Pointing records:
******
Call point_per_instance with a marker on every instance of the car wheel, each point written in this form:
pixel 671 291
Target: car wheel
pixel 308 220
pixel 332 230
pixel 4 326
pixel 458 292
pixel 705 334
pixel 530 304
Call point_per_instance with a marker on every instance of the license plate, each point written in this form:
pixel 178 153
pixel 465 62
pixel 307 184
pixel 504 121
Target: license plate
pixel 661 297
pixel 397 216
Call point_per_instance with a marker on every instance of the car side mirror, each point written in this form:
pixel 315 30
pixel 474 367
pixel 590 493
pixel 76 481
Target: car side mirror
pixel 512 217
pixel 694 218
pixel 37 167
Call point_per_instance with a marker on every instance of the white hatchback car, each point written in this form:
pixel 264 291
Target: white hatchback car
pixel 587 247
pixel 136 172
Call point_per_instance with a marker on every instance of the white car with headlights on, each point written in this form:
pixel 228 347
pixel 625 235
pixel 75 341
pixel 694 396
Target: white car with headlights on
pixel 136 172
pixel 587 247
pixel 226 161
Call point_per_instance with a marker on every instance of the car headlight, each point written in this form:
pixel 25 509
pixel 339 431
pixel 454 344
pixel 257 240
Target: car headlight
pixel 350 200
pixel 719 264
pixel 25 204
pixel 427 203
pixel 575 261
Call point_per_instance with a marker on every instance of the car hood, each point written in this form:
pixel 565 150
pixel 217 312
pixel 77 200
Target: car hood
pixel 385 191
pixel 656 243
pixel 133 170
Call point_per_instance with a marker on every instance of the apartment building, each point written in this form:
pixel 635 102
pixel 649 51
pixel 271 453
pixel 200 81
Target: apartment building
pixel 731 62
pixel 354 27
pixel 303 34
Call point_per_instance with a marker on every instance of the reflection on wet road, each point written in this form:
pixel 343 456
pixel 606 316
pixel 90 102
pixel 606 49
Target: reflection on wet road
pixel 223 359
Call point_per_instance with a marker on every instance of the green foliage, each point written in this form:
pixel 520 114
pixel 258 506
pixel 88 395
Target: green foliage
******
● **TASK DIRECTIONS**: Copy verbatim everything from the start of the material down to the line containing "pixel 37 167", including that line.

● **WORKED SOLUTION**:
Call point_per_instance with a marker on every instance of the car wheel, each point written in this form:
pixel 671 291
Target: car wheel
pixel 308 220
pixel 332 230
pixel 4 326
pixel 458 292
pixel 705 334
pixel 530 304
Call point_per_instance with a marker on every instance of the license plate, each point written in this form:
pixel 178 153
pixel 465 62
pixel 307 184
pixel 504 121
Target: license plate
pixel 661 297
pixel 397 216
Call point_per_instance with a marker on every instance of the car side mirror, each point written in this form:
pixel 315 30
pixel 474 367
pixel 590 493
pixel 76 481
Target: car side mirror
pixel 512 217
pixel 694 218
pixel 37 167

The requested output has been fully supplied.